= WORK TO COMPLETE =
Repeat only the lines from the one holding "Could you point at the bird" down to the last line of the listing below, including both of those lines.

= LISTING =
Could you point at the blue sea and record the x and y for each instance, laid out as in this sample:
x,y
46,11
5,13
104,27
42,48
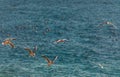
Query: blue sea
x,y
90,51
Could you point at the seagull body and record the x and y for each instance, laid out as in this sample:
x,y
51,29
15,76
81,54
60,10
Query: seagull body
x,y
100,65
8,42
50,62
31,52
108,23
60,40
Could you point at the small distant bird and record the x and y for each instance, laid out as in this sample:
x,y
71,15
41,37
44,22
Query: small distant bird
x,y
60,40
108,23
8,42
101,65
31,52
50,62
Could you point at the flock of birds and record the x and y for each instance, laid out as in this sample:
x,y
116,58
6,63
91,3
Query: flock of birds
x,y
9,42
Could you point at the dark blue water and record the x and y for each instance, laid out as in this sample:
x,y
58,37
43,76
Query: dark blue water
x,y
90,52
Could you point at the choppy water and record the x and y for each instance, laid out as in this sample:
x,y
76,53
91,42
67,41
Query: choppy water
x,y
88,47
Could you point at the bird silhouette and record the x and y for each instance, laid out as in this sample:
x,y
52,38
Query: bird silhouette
x,y
31,52
8,42
50,62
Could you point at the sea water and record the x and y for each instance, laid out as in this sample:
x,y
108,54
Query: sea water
x,y
90,51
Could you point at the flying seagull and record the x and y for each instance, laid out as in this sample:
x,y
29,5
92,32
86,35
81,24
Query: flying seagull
x,y
31,52
8,42
50,62
109,24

= WRITTEN RESPONSE =
Could you point at the bird silhouette and record the x and y for each instance, laid out as in this sample:
x,y
52,38
Query: bird silhouette
x,y
31,52
8,42
50,62
Could you point at the sea water and record the x and y for each instance, laid out as in this sample:
x,y
108,54
Query: sea water
x,y
90,51
Could you point at the flying seagull and record the x and y for each instance, laid out as in this sample:
x,y
29,5
92,32
86,35
81,24
Query: flying seagull
x,y
31,52
8,42
50,62
109,24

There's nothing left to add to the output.